## Brief
Show each line of the items below that contains the word "apple", copying every such line in full.

## Dataset content
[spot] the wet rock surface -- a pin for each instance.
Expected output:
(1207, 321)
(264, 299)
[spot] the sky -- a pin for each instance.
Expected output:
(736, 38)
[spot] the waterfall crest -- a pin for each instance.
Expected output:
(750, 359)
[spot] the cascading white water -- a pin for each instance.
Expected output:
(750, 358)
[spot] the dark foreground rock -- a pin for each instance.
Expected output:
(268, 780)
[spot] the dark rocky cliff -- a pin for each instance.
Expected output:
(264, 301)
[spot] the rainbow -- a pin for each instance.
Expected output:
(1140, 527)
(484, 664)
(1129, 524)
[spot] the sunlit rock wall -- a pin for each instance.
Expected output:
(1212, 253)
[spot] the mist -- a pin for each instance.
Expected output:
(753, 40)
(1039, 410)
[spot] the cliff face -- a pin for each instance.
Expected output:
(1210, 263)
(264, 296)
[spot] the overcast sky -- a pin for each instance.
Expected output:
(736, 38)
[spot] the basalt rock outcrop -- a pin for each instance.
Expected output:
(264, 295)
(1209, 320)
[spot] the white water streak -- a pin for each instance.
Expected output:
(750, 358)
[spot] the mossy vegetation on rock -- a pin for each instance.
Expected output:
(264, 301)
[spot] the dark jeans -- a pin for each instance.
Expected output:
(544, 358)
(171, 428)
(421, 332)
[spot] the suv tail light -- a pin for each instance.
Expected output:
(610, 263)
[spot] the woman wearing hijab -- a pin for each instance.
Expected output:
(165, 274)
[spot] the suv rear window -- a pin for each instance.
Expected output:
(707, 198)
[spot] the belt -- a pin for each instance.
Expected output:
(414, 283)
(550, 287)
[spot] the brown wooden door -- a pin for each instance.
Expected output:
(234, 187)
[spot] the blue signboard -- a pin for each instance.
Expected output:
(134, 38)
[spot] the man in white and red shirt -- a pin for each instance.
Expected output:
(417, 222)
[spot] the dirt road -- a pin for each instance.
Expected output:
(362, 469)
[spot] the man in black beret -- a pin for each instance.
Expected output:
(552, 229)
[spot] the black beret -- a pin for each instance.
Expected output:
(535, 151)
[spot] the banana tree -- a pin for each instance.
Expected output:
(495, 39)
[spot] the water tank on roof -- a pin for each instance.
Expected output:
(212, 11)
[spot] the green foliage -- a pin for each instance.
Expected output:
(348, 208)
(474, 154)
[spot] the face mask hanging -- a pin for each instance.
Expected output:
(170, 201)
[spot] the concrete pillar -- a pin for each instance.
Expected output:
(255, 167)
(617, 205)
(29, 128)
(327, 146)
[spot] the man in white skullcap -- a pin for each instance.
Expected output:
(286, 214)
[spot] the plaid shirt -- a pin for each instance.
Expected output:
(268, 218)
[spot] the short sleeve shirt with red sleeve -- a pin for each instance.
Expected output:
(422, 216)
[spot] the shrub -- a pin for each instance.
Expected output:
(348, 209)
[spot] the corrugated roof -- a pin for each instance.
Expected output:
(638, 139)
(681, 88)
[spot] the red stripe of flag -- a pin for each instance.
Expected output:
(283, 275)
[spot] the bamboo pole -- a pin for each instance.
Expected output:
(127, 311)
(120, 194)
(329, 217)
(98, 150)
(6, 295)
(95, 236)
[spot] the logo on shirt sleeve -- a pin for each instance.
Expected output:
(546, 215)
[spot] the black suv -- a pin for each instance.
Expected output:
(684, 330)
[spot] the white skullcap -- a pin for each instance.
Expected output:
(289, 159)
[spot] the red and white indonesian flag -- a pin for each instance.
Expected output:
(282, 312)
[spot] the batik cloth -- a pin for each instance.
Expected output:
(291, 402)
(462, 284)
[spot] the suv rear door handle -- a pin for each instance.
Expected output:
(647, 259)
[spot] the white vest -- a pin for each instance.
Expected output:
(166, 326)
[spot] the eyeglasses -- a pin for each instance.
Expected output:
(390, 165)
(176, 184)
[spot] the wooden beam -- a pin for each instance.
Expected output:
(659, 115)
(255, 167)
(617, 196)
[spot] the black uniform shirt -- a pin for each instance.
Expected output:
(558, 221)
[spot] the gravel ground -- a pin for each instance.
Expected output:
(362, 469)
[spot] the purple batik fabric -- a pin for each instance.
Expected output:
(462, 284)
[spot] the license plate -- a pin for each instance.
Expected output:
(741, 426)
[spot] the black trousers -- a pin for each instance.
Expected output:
==
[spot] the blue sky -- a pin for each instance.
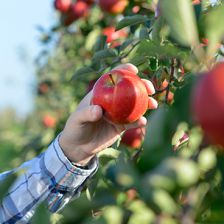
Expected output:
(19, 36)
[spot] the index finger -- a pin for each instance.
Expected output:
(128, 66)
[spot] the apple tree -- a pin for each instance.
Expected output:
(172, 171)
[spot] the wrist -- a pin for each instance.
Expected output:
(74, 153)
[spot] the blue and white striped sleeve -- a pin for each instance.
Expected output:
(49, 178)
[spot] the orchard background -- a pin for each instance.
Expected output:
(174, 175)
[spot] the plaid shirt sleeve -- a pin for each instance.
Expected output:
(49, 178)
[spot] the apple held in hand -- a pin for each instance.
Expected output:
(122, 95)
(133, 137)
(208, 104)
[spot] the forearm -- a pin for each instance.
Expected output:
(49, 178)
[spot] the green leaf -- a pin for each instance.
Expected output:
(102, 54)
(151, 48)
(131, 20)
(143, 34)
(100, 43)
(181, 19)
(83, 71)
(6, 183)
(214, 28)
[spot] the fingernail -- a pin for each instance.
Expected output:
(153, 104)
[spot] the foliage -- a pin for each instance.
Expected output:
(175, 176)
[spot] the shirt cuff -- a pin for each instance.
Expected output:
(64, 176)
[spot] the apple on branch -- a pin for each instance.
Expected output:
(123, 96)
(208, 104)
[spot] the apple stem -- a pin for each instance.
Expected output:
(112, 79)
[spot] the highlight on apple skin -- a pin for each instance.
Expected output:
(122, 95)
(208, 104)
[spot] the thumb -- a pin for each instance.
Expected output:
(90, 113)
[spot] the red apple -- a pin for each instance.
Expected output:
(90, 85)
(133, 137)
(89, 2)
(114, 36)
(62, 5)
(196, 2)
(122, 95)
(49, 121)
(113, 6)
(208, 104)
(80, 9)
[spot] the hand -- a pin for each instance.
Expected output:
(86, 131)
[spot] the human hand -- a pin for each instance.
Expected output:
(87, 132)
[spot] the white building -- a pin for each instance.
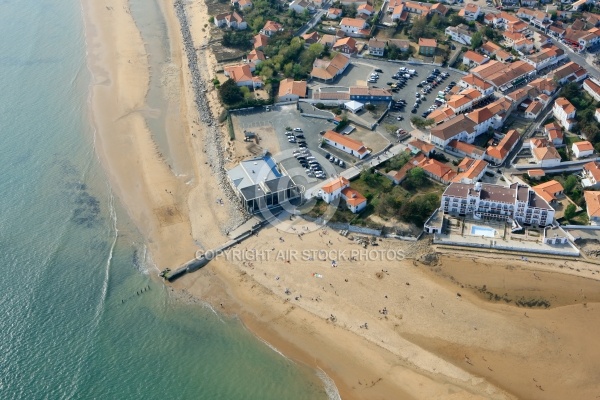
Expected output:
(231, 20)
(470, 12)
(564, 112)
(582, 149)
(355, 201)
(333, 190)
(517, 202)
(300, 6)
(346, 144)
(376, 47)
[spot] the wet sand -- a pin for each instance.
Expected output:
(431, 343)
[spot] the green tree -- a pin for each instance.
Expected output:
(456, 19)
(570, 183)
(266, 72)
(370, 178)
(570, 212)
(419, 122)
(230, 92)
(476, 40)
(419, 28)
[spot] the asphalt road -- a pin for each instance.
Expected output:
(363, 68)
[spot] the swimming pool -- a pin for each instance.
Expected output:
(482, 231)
* * *
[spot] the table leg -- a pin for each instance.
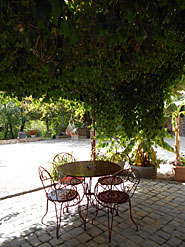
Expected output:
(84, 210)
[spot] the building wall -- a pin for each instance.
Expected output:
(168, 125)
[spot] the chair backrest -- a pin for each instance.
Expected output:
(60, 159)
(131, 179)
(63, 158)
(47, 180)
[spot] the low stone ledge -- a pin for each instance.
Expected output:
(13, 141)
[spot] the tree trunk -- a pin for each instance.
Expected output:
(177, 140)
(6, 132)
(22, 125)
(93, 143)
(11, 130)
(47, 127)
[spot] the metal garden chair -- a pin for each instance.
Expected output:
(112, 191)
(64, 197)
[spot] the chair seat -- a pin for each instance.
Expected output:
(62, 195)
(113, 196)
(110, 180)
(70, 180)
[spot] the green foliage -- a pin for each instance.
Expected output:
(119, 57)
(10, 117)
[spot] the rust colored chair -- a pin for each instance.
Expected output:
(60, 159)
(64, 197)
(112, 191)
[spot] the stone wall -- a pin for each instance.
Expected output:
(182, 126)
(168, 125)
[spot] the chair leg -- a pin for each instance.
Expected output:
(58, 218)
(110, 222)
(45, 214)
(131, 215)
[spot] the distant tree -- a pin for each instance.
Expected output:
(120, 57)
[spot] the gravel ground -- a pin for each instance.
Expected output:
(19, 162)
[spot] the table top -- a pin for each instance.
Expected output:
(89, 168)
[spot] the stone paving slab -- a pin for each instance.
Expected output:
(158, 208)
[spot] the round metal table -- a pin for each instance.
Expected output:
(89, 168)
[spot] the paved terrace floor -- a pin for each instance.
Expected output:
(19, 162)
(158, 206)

## Answer to this exercise
[spot] the apple tree -- a pin for each instance.
[spot] the apple held in hand -- a pin for each instance.
[spot] the apple on branch -- a pin for each instance.
[spot] the apple stem -- a pin for each instance.
[spot] the highlight on apple skin -- a pin for each instance.
[spot] the red apple -- a pin for each instance.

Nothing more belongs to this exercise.